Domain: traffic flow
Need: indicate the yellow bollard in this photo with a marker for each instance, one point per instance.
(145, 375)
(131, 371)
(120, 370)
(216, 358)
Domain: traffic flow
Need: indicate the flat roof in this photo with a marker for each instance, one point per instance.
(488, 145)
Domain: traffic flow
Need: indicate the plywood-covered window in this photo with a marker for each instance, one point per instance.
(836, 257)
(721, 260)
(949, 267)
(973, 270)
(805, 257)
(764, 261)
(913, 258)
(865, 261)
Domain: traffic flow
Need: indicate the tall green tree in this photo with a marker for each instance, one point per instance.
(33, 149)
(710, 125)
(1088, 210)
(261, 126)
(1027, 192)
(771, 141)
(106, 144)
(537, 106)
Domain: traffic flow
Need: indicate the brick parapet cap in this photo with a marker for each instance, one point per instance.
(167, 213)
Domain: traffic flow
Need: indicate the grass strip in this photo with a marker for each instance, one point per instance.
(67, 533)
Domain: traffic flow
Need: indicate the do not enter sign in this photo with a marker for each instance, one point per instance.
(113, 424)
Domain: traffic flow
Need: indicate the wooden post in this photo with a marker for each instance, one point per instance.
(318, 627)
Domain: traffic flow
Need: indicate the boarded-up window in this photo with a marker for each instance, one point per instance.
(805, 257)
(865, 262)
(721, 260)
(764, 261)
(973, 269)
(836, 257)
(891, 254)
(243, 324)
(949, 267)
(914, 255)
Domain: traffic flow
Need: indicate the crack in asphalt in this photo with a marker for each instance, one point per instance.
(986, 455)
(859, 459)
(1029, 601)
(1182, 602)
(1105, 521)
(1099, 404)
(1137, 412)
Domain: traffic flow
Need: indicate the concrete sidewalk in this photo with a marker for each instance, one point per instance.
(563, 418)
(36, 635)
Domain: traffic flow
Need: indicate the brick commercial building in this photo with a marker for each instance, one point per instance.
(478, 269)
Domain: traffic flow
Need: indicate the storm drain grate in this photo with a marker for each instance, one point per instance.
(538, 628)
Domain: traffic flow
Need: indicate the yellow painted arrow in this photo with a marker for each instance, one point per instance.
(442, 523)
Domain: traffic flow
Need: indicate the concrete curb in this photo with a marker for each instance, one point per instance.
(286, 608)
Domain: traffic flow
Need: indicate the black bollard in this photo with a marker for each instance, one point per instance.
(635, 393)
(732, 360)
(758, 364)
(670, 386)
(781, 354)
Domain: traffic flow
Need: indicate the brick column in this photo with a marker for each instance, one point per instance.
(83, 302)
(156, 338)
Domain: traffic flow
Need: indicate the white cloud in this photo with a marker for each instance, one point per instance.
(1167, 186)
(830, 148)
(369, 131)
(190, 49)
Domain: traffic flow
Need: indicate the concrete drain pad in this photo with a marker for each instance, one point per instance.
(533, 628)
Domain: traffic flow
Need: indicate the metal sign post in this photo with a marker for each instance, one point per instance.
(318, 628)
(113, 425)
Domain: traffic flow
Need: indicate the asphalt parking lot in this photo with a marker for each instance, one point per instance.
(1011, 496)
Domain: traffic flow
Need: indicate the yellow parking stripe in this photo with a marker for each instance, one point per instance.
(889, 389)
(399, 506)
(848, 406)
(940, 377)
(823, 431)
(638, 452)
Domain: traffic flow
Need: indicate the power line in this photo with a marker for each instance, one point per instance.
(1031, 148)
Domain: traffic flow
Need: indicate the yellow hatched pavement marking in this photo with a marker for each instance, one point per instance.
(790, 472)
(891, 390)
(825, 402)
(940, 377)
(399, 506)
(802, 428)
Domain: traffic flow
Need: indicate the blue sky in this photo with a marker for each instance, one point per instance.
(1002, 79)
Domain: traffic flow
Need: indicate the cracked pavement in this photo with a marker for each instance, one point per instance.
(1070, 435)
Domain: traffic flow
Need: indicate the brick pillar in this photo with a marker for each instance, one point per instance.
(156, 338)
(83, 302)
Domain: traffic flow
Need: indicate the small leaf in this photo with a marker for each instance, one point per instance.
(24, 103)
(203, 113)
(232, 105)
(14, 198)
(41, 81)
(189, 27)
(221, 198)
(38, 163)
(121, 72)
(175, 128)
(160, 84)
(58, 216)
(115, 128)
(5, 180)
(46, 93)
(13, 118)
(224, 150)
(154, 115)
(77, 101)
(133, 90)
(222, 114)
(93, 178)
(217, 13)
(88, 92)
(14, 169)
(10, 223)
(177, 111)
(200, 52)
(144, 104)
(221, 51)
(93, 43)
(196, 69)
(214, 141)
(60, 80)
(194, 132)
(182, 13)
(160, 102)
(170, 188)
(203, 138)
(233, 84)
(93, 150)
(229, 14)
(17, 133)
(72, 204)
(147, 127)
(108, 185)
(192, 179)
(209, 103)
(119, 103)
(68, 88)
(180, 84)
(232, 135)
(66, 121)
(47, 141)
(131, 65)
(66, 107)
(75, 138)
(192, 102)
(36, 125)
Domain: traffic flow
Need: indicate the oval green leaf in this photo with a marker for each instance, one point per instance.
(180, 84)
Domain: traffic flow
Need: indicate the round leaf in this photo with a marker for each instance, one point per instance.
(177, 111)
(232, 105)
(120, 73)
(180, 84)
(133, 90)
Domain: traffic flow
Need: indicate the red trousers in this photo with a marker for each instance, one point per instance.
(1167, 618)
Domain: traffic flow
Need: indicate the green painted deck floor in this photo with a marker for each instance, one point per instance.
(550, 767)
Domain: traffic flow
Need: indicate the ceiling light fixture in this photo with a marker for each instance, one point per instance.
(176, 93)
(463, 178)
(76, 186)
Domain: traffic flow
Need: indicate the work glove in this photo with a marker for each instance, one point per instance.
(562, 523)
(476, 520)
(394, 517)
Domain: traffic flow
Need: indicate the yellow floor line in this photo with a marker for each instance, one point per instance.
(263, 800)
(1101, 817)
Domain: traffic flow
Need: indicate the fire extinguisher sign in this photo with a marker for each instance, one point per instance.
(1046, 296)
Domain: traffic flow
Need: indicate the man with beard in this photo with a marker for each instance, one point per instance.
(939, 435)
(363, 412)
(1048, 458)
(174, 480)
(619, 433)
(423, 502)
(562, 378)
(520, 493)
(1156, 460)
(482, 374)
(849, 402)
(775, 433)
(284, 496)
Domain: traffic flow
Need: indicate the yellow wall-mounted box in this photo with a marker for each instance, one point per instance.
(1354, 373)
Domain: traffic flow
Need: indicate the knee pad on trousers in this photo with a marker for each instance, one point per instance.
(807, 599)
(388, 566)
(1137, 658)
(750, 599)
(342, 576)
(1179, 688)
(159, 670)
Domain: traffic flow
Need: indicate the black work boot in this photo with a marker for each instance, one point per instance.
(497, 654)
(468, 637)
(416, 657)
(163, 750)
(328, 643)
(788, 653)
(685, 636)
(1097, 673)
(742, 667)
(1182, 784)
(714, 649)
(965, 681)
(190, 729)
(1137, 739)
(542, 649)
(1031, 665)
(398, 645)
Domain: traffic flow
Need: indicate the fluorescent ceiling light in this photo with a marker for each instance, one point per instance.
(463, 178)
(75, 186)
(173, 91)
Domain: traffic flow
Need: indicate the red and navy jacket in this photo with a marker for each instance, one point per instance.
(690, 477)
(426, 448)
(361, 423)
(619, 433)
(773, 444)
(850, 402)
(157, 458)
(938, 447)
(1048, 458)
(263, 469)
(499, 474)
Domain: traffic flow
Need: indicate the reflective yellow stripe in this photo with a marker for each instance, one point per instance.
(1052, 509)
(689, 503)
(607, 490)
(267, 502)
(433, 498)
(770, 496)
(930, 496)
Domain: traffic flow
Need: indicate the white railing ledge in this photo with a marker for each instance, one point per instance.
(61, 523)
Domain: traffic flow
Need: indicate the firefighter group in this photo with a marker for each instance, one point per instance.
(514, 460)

----------------

● **Exercise task**
Please show every line in the items above that contains the word "painted", matching its case exactly.

● **Task solution**
Need: indicate the yellow painted arrow in this photo with a marker for each instance, one point per instance.
Need: indicate the green painted deck floor in this photo with a marker for each instance, one point per instance.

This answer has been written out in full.